_What you have to do_
Copy all of the entries below word for word, and leave the picture out of your copy.

──────────

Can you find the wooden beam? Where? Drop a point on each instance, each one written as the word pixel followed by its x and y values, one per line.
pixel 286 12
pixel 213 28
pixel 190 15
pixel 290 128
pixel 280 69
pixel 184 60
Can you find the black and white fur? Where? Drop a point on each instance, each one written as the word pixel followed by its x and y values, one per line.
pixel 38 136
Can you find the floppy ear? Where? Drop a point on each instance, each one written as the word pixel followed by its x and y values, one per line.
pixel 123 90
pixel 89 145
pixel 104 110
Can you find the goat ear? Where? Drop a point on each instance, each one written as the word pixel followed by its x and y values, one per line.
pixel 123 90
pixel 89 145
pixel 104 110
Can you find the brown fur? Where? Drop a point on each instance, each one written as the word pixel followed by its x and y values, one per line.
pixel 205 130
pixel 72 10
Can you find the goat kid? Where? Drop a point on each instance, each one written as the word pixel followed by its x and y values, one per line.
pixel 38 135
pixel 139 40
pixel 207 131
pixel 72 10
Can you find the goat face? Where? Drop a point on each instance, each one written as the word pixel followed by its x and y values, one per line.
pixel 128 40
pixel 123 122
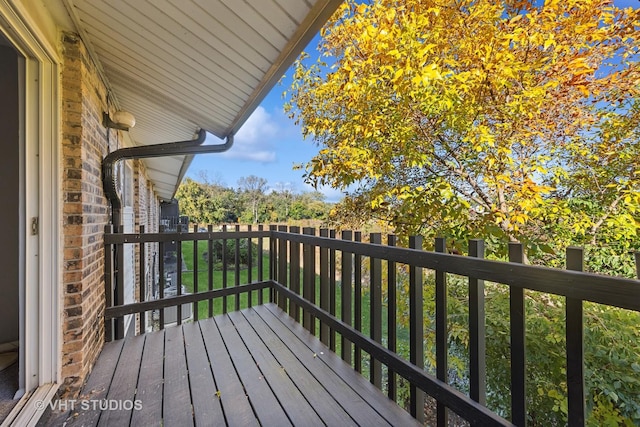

──────────

_The completed task_
Can you find the wooden beam? Where? Drop a point on each instance, each one written as the word pixel followed by its x and y values, one per line.
pixel 286 12
pixel 213 28
pixel 190 15
pixel 290 128
pixel 280 69
pixel 184 60
Can you find the black and white fur? Where? Drop a point on each instance, each one written as the word pixel followed by its x and y values, one per line.
pixel 38 136
Can you find the floppy ear? Where? Drop a point on each instance, each one written as the word pixel followed by its x and y values, one per line.
pixel 123 90
pixel 89 145
pixel 104 110
Can you find the goat ear? Where? Drop a point on each instance, each one written as the word pixel followed by its x and y values, one per line.
pixel 123 90
pixel 89 145
pixel 104 110
Can you find the brown fur? Where? Drop a point on each instance, each one written as the word pixel followed by its x and y values, one per line.
pixel 205 130
pixel 72 10
Can you find the goat kid? Where? Drop a point on each instance, each one written as the word pixel followed by its x and y values, one per line.
pixel 38 135
pixel 139 40
pixel 207 131
pixel 72 10
Can you find the goat face? Where? Drop a point on each instance, each one written as the word pixel followed by its x and y values, one per line.
pixel 128 40
pixel 123 122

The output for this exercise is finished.